Texto de origem
======
Modelo 2 – Regressão Linear
Aplicamos esse modelo baseando-se na tendência de crescimento do número de vagas nos últimos 10 anos, e testando a equação de regressão linear y = -11,261x + 22.855. A projeção indica um crescimento inicial mais acelerado, com um pico de vagas entre 2028 e 2030 (mesmo período de alcance da equidade racial de acordo com o Cenário 1), seguido por uma redução paulatina no ritmo de expansão. Esse modelo resultou na construção dos seguintes cenários:
- Cenário 3: 79% das vagas reservadas nos editais seguem a regressão linear, garantindo um avanço expressivo até 2030, mas com uma desaceleração posterior. Inicialmente, em 2025, seriam reservadas 40,7 vagas para docentes negros, com um pico de oferta entre 2028 e 2030, seguidos por uma forte redução nos anos seguintes. Ao longo do período analisado, o modelo acumularia positivamente 224,9 vagas até 2031, e começaria a apresentar crescimento negativo.
- Cenário 4: 30% das vagas reservadas acompanham a regressão linear, resultando em um crescimento mais lento e prolongado até 2043. A previsão é de um pico de 29 vagas reservadas em 2029, e o valor acumulado no período é de 194,6, significativamente menores do que os necessários para atingir a equidade racial.
======
Registros fornecidos
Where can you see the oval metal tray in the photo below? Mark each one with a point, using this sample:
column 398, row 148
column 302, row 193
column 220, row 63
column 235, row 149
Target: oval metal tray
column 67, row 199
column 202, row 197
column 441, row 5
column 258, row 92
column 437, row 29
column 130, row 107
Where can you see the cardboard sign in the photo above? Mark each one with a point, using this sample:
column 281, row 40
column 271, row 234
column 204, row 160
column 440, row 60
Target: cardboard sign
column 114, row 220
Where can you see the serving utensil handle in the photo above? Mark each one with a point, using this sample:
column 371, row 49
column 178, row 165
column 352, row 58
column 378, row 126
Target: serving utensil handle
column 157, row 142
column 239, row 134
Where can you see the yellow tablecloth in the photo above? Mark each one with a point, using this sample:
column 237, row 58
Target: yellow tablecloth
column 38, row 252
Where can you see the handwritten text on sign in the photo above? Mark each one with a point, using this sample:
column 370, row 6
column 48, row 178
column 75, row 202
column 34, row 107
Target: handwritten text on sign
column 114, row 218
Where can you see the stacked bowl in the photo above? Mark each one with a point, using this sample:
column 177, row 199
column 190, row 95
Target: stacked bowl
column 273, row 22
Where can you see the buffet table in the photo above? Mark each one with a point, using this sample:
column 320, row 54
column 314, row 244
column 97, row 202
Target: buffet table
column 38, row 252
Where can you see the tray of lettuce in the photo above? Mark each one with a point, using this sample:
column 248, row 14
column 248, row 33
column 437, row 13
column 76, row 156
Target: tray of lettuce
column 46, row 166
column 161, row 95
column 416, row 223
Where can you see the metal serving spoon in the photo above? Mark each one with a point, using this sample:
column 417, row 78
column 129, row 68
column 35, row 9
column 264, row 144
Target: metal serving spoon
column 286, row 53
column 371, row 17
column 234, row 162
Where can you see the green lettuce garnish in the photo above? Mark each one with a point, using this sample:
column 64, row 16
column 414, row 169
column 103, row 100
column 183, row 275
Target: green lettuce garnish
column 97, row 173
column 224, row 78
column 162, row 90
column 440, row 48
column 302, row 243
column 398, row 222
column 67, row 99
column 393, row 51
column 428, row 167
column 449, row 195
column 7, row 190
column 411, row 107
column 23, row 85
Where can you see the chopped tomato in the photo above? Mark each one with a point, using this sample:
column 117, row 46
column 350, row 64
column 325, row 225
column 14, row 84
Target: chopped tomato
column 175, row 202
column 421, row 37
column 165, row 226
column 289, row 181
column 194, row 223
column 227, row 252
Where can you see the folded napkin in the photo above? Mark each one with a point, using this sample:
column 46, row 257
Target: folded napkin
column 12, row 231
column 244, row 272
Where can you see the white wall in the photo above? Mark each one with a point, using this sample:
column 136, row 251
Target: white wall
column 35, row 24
======
Tarefas
1 - Transcreva, do texto sobre a projeção de vagas reservadas, o trecho que se inicia nas palavras "- Cenário 4: 30%" e se encerra em "a equidade racial.".
2 - Extraia dos registros todas as linhas em que aparece a palavra "buffet".

Exercício resolvido
1 -
- Cenário 4: 30% das vagas reservadas acompanham a regressão linear, resultando em um crescimento mais lento e prolongado até 2043. A previsão é de um pico de 29 vagas reservadas em 2029, e o valor acumulado no período é de 194,6, significativamente menores do que os necessários para atingir a equidade racial.

2 -
Where can you see the buffet table in the photo above? Mark each one with a point, using this sample:
Target: buffet table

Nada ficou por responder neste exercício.